## Records to use
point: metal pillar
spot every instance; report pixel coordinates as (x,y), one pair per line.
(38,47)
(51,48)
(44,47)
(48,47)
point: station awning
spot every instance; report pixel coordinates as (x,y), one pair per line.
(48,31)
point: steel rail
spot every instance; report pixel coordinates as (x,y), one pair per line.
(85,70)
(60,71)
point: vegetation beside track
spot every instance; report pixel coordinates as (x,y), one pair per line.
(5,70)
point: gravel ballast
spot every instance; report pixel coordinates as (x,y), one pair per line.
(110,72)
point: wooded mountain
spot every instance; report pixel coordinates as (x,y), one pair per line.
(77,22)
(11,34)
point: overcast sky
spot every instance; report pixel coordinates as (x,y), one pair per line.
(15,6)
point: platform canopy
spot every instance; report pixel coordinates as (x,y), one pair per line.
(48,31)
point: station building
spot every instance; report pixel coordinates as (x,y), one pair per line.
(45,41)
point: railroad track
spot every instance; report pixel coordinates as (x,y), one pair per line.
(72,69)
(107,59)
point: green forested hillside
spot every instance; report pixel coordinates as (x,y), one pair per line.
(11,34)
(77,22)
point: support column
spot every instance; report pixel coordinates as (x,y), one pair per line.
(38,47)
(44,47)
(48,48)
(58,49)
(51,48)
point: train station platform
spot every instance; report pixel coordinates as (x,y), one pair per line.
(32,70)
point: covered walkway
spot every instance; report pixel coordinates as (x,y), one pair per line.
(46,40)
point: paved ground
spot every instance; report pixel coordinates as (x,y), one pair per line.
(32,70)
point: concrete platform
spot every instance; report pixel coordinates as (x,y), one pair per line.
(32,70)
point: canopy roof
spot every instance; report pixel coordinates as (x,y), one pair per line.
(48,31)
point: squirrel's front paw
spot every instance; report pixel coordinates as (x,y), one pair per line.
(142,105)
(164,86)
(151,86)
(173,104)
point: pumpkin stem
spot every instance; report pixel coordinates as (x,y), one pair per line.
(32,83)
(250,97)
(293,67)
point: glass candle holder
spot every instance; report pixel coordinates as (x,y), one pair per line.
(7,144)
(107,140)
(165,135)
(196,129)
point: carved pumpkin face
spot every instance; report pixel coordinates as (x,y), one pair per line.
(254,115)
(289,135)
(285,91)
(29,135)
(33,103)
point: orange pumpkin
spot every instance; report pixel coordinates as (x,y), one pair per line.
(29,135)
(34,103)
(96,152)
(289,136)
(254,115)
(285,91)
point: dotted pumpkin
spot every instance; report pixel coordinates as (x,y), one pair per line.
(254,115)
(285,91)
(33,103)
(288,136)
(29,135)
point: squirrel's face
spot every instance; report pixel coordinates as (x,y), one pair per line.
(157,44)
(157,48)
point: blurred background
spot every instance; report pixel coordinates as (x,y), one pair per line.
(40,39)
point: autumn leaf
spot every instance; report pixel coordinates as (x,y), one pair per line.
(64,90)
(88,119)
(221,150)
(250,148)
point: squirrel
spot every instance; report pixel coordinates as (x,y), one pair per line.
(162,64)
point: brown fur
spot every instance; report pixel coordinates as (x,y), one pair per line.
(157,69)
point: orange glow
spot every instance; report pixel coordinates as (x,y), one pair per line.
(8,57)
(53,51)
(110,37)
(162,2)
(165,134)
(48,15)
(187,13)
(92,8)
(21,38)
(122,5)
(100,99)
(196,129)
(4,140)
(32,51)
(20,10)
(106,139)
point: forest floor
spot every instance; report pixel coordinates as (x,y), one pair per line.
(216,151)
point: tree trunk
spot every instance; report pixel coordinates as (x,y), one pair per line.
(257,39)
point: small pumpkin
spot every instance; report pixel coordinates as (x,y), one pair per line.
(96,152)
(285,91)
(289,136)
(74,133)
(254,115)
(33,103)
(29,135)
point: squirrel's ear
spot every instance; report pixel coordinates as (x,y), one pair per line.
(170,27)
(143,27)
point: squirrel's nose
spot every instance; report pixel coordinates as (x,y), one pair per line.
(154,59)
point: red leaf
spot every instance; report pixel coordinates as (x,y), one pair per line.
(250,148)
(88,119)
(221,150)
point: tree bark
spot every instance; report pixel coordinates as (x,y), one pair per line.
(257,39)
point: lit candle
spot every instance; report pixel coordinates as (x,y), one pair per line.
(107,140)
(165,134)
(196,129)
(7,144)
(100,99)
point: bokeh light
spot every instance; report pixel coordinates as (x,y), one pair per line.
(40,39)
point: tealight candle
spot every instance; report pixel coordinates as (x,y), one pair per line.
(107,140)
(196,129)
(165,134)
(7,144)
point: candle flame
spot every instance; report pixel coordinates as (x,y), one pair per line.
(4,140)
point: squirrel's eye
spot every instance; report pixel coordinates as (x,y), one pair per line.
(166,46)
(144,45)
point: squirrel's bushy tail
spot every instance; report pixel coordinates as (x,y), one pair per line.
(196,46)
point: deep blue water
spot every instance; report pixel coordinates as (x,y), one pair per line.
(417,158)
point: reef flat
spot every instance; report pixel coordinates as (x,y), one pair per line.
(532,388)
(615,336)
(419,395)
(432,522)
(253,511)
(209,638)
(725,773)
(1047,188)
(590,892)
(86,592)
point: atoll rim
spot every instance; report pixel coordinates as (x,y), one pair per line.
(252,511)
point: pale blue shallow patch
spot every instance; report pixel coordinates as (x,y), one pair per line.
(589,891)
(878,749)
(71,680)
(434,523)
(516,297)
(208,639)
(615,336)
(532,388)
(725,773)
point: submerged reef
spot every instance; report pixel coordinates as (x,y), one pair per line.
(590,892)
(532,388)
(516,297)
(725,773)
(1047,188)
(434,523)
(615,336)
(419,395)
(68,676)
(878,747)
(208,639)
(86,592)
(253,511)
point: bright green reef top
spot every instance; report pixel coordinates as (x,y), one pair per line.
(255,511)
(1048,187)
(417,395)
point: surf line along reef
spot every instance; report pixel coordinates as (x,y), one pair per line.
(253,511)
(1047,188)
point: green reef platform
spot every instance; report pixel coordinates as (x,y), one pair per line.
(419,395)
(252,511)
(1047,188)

## Given problem
Extract each record, keeping it identical to the original.

## Task answer
point: metal pillar
spot every instance; report pixel coordinates as (x,y), one pair per line.
(38,47)
(51,48)
(44,47)
(48,47)
point: station awning
spot every instance; report pixel coordinates as (x,y), one pair per line.
(48,31)
point: steel rail
spot every instance; report pixel coordinates as (x,y), one pair per line.
(85,70)
(60,71)
point: vegetation beside track
spot every instance; report pixel coordinates as (x,y), one pair per line.
(5,70)
point: gravel ballast
spot every instance; report pixel coordinates as (x,y), one pair per line.
(110,72)
point: wooded mountain
spot every instance; report pixel coordinates as (x,y), one pair per line.
(77,22)
(11,34)
point: overcast sky
spot every instance; report pixel coordinates as (x,y), one pair per line.
(15,6)
point: platform canopy
spot every instance; report pixel coordinates as (x,y), one pair per line.
(48,31)
point: station building
spot every instance; report pixel coordinates as (x,y), one pair per line.
(45,41)
point: railroad track
spot every instance; report pixel coordinates as (x,y), one pair per line.
(72,69)
(107,59)
point: green forested hillside
spot every instance; report pixel coordinates as (x,y), one pair per line.
(11,34)
(77,22)
point: support column
spot every instance; report pixel coordinates as (x,y), one pair per line.
(38,47)
(44,47)
(48,48)
(58,49)
(51,48)
point: train station platform
spot every instance; report pixel coordinates as (x,y), one pair per line.
(32,70)
point: covered walkway
spot every instance; report pixel coordinates as (x,y), one pair per line.
(46,40)
point: paved ground
spot every instance; report pixel coordinates as (x,y), one pair per line.
(32,70)
point: concrete platform
spot every instance; report pixel coordinates as (x,y), one pair per line.
(32,70)
point: canopy roof
spot every instance; report pixel coordinates as (x,y), one pair per line.
(48,31)
point: squirrel's front paw
spot every instance; report pixel coordinates as (x,y), one pair per line.
(142,105)
(164,86)
(151,86)
(173,104)
point: pumpkin stem
spot every instance; report pixel coordinates as (x,y), one pair per line.
(32,83)
(250,97)
(293,67)
point: glass candle holder
spot every instance; report pixel coordinates as (x,y), one pair per line.
(7,144)
(107,140)
(165,135)
(196,129)
point: carved pumpkin face
spot every instance; report pixel coordinates as (x,y), one pair per line.
(254,115)
(289,135)
(285,91)
(29,135)
(33,103)
point: orange pumpkin
spot every instance; report pixel coordinates as (x,y), one pair per line.
(29,135)
(34,103)
(96,152)
(289,136)
(254,115)
(285,91)
point: dotted pumpkin
spot every instance; report pixel coordinates as (x,y), one pair per line.
(254,115)
(285,91)
(33,103)
(288,136)
(29,135)
point: squirrel's face
spot every instance; report pixel coordinates as (x,y), one pair per line.
(157,44)
(157,48)
point: blurred background
spot every instance; report pixel coordinates as (x,y), one pair per line.
(40,39)
point: autumn leaf
spot every instance; report pixel coordinates as (x,y), one pair per line.
(64,90)
(88,119)
(221,150)
(250,148)
point: squirrel
spot every instance; report pixel coordinates as (x,y), one pair per line.
(162,64)
point: brown fur
spot every instance; report pixel coordinates as (x,y), one pair per line.
(157,69)
point: orange glow
spot every instance; report pixel coordinates as (x,y), one pair per line.
(8,57)
(53,51)
(110,37)
(162,2)
(165,134)
(48,15)
(187,13)
(92,8)
(21,38)
(122,5)
(100,99)
(196,129)
(4,140)
(32,51)
(20,10)
(106,139)
point: forest floor
spot every instance; report pixel coordinates as (x,y), one pair per line.
(216,151)
point: tree trunk
spot every instance; report pixel coordinates as (x,y), one pair per line.
(257,39)
point: small pumpkin
spot every instance; report pixel coordinates as (x,y), one pair per line.
(96,152)
(285,91)
(289,136)
(74,133)
(254,115)
(33,103)
(29,135)
point: squirrel's ear
spot every instance; report pixel coordinates as (x,y), one pair per line.
(170,27)
(143,27)
point: squirrel's nose
spot every instance; report pixel coordinates as (x,y), one pair per line.
(154,59)
point: red leaf
spot every instance; report pixel coordinates as (x,y), one pair per line.
(250,148)
(88,119)
(221,150)
point: tree bark
spot every instance; report pixel coordinates as (x,y), one pair per line.
(257,39)
point: lit candle
spot every instance; report pixel coordinates as (x,y), one pair per line.
(107,140)
(165,134)
(196,129)
(7,144)
(100,99)
point: bokeh light
spot every instance; report pixel coordinates as (x,y), one pair per line.
(40,39)
point: tealight candle
spot every instance; report pixel coordinates as (x,y), one pair per line.
(107,140)
(196,129)
(165,134)
(7,144)
point: candle flame
spot every instance; report pixel coordinates as (x,y), one pair per line.
(4,140)
point: squirrel's eye
spot every instance; report pixel coordinates as (x,y), one pair per line.
(166,46)
(144,45)
point: squirrel's bushy tail
spot every instance; report pixel coordinates as (x,y), one pair per line.
(196,46)
point: deep blue water
spot every instance; report pixel coordinates as (x,y), one pair per line.
(417,158)
point: reef flat
spot every instance; report pixel coordinates as (x,y), one pair per line.
(532,388)
(615,336)
(419,395)
(432,522)
(253,511)
(209,638)
(725,773)
(1047,188)
(590,892)
(86,592)
point: atoll rim
spot every instance; report pixel coordinates as (x,y), one pair per line.
(252,511)
point: pale blue shallow patch
spot every instance; report pixel coordinates as (x,y), one pair per line.
(589,891)
(878,749)
(71,680)
(434,523)
(516,297)
(208,639)
(615,336)
(532,388)
(725,773)
point: submerged reef
spot every instance; report pixel coordinates as (x,y), one pair per line.
(590,892)
(532,388)
(516,297)
(725,773)
(1047,188)
(434,523)
(615,336)
(419,395)
(68,676)
(878,747)
(208,639)
(86,592)
(253,511)
point: bright green reef top
spot every instance; report pixel coordinates as (x,y), one pair per line.
(255,511)
(1048,187)
(417,395)
point: surf line along reef
spot every instance; report pixel coordinates as (x,y), one pair per line.
(253,511)
(1047,188)
point: green reef platform
spot every instance; report pixel coordinates as (x,y), one pair per line.
(419,395)
(252,511)
(1047,188)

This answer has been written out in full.